Location labeling records
━━━━

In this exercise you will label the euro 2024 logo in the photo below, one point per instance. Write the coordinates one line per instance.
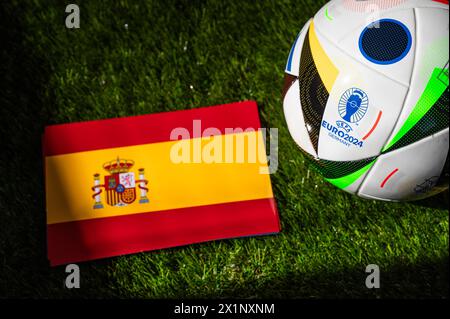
(352, 107)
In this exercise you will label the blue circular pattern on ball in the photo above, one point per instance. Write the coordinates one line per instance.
(385, 41)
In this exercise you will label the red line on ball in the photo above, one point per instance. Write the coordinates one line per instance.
(389, 176)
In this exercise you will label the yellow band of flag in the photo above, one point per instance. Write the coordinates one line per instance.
(327, 70)
(171, 185)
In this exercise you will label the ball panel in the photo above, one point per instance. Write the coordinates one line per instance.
(388, 56)
(432, 54)
(402, 174)
(385, 41)
(293, 62)
(295, 120)
(362, 131)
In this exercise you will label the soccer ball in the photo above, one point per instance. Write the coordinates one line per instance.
(366, 96)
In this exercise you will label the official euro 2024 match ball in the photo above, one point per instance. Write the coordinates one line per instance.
(366, 96)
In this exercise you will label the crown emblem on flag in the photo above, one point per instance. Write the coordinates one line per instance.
(120, 186)
(118, 166)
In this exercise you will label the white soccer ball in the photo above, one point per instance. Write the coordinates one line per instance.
(366, 96)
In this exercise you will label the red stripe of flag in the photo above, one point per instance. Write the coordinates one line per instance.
(145, 129)
(104, 237)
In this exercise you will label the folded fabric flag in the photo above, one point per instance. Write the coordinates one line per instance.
(127, 185)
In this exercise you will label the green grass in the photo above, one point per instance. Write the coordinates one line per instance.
(179, 55)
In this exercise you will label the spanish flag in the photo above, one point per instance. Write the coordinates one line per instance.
(127, 185)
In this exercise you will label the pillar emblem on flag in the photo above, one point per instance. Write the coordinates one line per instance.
(120, 185)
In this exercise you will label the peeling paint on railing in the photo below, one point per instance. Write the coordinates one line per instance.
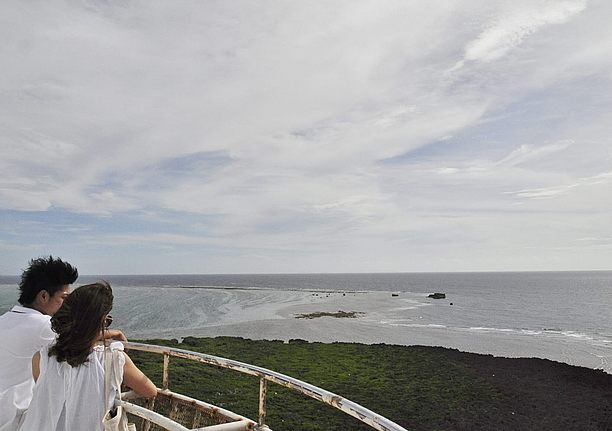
(365, 415)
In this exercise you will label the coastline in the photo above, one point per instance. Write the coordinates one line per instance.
(378, 319)
(418, 387)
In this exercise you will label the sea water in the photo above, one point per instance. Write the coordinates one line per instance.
(557, 315)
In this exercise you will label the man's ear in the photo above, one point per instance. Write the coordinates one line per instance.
(43, 296)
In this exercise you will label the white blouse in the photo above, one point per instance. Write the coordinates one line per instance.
(70, 398)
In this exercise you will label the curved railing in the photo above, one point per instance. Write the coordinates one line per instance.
(234, 421)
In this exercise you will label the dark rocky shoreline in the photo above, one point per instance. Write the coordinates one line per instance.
(418, 387)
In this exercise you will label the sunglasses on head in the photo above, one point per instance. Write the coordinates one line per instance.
(108, 320)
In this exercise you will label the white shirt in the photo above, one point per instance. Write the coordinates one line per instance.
(70, 398)
(23, 332)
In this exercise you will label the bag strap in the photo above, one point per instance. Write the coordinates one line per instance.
(117, 371)
(108, 368)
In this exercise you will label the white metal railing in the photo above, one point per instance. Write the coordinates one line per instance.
(347, 406)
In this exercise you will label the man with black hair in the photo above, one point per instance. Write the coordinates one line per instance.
(26, 328)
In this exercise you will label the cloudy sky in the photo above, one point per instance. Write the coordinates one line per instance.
(306, 136)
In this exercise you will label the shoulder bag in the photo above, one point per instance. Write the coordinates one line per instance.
(115, 418)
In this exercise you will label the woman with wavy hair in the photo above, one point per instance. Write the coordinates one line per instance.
(69, 392)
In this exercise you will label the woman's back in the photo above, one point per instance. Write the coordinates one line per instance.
(70, 398)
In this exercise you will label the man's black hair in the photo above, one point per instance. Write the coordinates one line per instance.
(45, 273)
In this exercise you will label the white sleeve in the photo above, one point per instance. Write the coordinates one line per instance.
(46, 336)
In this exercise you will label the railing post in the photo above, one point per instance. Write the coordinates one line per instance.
(262, 401)
(165, 383)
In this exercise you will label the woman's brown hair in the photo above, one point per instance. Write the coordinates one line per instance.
(79, 322)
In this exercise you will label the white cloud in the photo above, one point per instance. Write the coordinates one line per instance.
(508, 30)
(104, 106)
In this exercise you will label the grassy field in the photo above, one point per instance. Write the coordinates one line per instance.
(420, 388)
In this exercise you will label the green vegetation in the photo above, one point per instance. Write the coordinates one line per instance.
(420, 388)
(416, 387)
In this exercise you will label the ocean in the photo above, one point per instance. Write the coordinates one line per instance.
(563, 316)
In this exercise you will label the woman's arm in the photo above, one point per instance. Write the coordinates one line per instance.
(136, 380)
(36, 365)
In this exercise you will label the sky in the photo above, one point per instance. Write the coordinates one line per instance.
(293, 137)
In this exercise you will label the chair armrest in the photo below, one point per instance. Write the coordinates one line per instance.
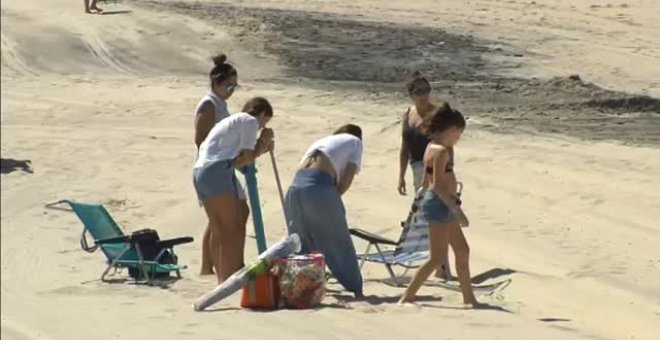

━━━━

Count the lines of the records that contain the string "soccer", with case taken into account, and give only that number.

• _RESPONSE FOR THIS EXERCISE_: 2